→ **Work instructions**:
[a] Summarize the article about the BioCurious lab opening in two sentences.
[b] In the article about the BioCurious lab, how many participants took the sous vide cooker class?
[c] Pick up the article about the BioCurious lab opening from the point where it stops.
(Given text Opens)
BioCurious opens its lab in Sunnyvale, CA

Inside a new DIY bio lab.

When I got to the BioCurious lab yesterday evening, they were just cleaning up some old coffee makers. These, I learned, had been turned into sous vide cookers in that day’s class.

New lab at BioCurious
New lab at BioCurious

Sous vide cookers are sort of the gourmet rage at the moment. One normally costs several hundred dollars, but BioCurious offered a class for $117 where seventeen participants learned to build their own cookers and took them home at the end. They actually cooked steak during the class–and I’m told that it come out very good–but of course, sous vide cookers are also useful for biological experiments because they hold temperatures very steady.

The class used Arduinos to provide the temperature control for the coffee pots and other basic hardware, so the lesson was more about electronics than biology. But it’s a great illustration of several aspects of what BioCurious is doing: a mission of involving ordinary people off the street in biological experiments, using hands-on learning, and promoting open source hardware and software.
(Given text Closes)
(Source information Opens)
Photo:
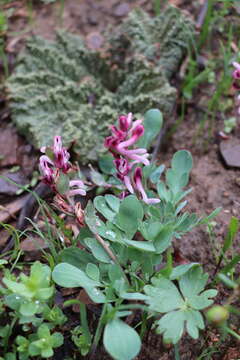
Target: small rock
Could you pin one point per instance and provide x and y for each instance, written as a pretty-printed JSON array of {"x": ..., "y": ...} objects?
[
  {"x": 121, "y": 9},
  {"x": 230, "y": 151}
]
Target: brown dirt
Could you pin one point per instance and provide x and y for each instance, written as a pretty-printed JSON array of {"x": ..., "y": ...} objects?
[{"x": 213, "y": 183}]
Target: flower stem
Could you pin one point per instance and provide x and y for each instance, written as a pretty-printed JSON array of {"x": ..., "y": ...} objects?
[
  {"x": 111, "y": 254},
  {"x": 98, "y": 333},
  {"x": 176, "y": 352}
]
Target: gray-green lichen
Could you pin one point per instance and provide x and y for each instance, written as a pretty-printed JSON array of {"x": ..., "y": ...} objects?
[{"x": 64, "y": 88}]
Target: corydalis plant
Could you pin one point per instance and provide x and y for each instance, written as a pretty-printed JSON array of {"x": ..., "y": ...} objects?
[
  {"x": 57, "y": 172},
  {"x": 236, "y": 83},
  {"x": 128, "y": 158},
  {"x": 56, "y": 162}
]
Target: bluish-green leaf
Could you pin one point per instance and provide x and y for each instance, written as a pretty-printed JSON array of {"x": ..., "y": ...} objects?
[
  {"x": 101, "y": 205},
  {"x": 193, "y": 282},
  {"x": 130, "y": 213},
  {"x": 121, "y": 341},
  {"x": 92, "y": 271},
  {"x": 171, "y": 326},
  {"x": 163, "y": 295},
  {"x": 181, "y": 270},
  {"x": 68, "y": 276},
  {"x": 97, "y": 250},
  {"x": 76, "y": 257},
  {"x": 141, "y": 245}
]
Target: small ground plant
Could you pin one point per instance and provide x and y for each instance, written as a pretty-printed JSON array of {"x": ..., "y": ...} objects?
[{"x": 121, "y": 257}]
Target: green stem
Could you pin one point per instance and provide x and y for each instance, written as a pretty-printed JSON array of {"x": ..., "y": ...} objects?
[
  {"x": 144, "y": 324},
  {"x": 176, "y": 352},
  {"x": 98, "y": 332},
  {"x": 233, "y": 333},
  {"x": 13, "y": 322},
  {"x": 84, "y": 322}
]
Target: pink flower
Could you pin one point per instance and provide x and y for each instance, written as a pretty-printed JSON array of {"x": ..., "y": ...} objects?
[
  {"x": 61, "y": 155},
  {"x": 46, "y": 170},
  {"x": 125, "y": 122},
  {"x": 56, "y": 163},
  {"x": 139, "y": 187},
  {"x": 236, "y": 72},
  {"x": 126, "y": 136},
  {"x": 78, "y": 188},
  {"x": 123, "y": 169}
]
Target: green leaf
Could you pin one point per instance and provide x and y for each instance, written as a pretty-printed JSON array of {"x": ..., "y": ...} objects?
[
  {"x": 141, "y": 245},
  {"x": 13, "y": 301},
  {"x": 62, "y": 183},
  {"x": 163, "y": 295},
  {"x": 121, "y": 341},
  {"x": 95, "y": 295},
  {"x": 76, "y": 257},
  {"x": 113, "y": 202},
  {"x": 97, "y": 250},
  {"x": 199, "y": 302},
  {"x": 69, "y": 276},
  {"x": 181, "y": 270},
  {"x": 171, "y": 326},
  {"x": 29, "y": 309},
  {"x": 182, "y": 162},
  {"x": 114, "y": 272},
  {"x": 163, "y": 239},
  {"x": 57, "y": 339},
  {"x": 193, "y": 282},
  {"x": 101, "y": 205},
  {"x": 92, "y": 271},
  {"x": 194, "y": 322},
  {"x": 152, "y": 124},
  {"x": 91, "y": 219},
  {"x": 130, "y": 213},
  {"x": 133, "y": 296}
]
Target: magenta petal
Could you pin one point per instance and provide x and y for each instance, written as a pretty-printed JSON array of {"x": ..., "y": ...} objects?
[
  {"x": 128, "y": 184},
  {"x": 76, "y": 192}
]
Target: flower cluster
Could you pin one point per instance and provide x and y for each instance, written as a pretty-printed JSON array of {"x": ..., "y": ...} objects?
[
  {"x": 56, "y": 161},
  {"x": 120, "y": 145},
  {"x": 236, "y": 83}
]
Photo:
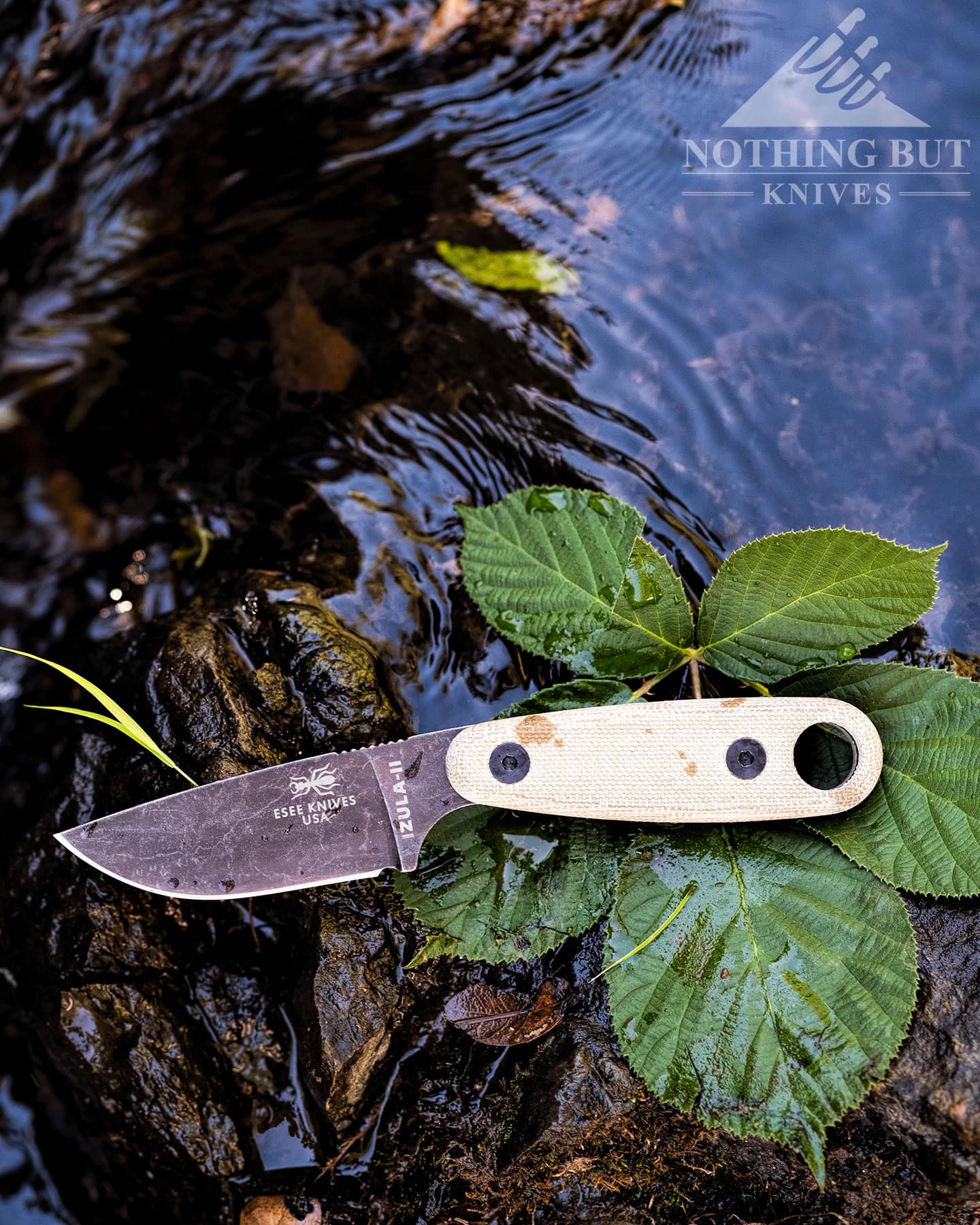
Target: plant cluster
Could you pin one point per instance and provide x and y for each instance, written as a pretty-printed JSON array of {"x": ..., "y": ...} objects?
[{"x": 784, "y": 986}]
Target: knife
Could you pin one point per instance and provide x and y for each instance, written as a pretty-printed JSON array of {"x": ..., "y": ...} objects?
[{"x": 352, "y": 815}]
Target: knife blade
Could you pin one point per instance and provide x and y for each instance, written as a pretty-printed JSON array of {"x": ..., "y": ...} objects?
[{"x": 350, "y": 815}]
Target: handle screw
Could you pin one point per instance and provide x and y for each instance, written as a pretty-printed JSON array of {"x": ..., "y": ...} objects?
[
  {"x": 745, "y": 759},
  {"x": 510, "y": 764}
]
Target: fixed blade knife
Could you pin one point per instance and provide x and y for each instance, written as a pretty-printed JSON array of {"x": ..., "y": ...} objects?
[{"x": 349, "y": 815}]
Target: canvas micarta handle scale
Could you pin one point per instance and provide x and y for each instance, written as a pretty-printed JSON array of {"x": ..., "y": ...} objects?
[{"x": 698, "y": 761}]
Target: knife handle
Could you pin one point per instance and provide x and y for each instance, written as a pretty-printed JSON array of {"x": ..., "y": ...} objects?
[{"x": 698, "y": 761}]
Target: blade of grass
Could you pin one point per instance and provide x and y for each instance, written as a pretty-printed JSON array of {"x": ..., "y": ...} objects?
[
  {"x": 151, "y": 747},
  {"x": 116, "y": 718},
  {"x": 687, "y": 894}
]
(Source information Closes)
→ **Solved problems**:
[a] BioCurious, a DIY bio lab in Sunnyvale, California, ran a $117 class in which seventeen participants built their own sous vide cookers from old coffee makers and Arduinos and took them home. The class focused more on electronics than biology, but it illustrated the lab's mission of involving ordinary people in biological experiments through hands-on learning while promoting open source hardware and software.

[b] Seventeen participants took the class.

[c]
Other classes have taught people to insert dyes into cells (in order to teach basic skills such as pipetting), to run tests on food for genetically modified ingredients, and to run computer analyses on people’s personal DNA sequences. The latter class involved interesting philosophical discussions about how much to trust their amateur analyses and how to handle potentially disturbing revelations about their genetic make-up. All the participants in that class got their sequencing done at 23andme first, so they had sequences to work with and could compare their own work with what the professionals turned up.

Experiments at BioCurious are not just about health. Synthetic biologists, for instance, are trying a lot of different ways to create eco-friendly synthetic fuels.

BioCurious is not a substitute for formal training in biochemistry, biology, and genetics. But it is a place for people to get a feel for what biologists do and for real biologists without access to expensive equipment to do research of their dreams.

In a back room (where I was allowed to go after being strenuously warned not to touch anything–BioCurious is an official BSL 1 facility, and they’re lucky the city of Sunnyvale allowed them to open), one of the staff showed a traditional polymerase chain reaction (PCR) machine, which costs several thousand dollars and is critical for sequencing DNA.

Traditional commercial PCR
Traditional commercial PCR

A couple BioCurious founders analyzed the functions of a PCR and, out of plywood and off-the-shelf parts, built an OpenPCR with open hardware specs. At $599, OpenPCR opens up genetic research to a far greater audience.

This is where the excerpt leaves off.